你的任务
请从下列条目中挑出所有含有单词“mane”的行，并逐行照抄下来，匹配时区分大小写。

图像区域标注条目
___
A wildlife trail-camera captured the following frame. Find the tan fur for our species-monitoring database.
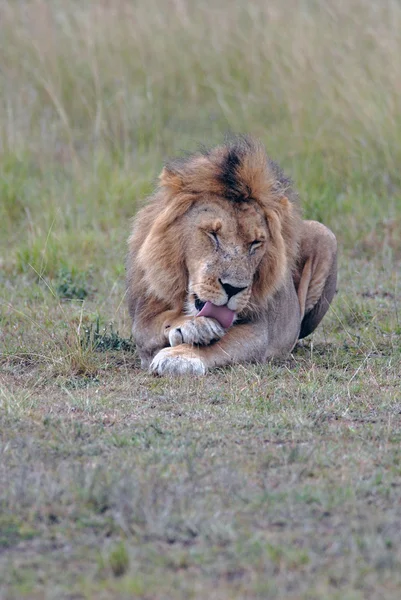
[127,138,336,374]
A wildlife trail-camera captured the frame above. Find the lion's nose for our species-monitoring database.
[219,279,248,299]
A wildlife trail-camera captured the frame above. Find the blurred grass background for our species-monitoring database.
[0,0,401,277]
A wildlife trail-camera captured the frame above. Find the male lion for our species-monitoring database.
[127,137,337,375]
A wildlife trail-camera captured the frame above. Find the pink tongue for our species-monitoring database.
[196,301,235,329]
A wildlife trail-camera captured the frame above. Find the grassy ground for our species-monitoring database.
[0,0,401,600]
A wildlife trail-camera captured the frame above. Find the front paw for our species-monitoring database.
[149,347,207,375]
[168,317,225,346]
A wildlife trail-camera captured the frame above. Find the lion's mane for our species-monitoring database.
[127,137,301,317]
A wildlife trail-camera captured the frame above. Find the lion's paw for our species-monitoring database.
[149,348,207,375]
[168,317,225,346]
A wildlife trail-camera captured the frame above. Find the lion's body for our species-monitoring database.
[127,138,336,374]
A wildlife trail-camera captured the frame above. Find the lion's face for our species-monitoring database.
[183,197,269,315]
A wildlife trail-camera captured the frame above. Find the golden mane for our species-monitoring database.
[128,137,300,314]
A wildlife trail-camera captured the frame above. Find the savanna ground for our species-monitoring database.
[0,0,401,600]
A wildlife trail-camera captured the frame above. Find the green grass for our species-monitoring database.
[0,0,401,600]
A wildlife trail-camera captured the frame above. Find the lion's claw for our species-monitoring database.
[149,348,207,375]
___
回答
A wildlife trail-camera captured the frame above. Find the lion's mane for our species-monitoring database.
A wildlife trail-camera captured the frame above. Find the golden mane for our species-monitoring database.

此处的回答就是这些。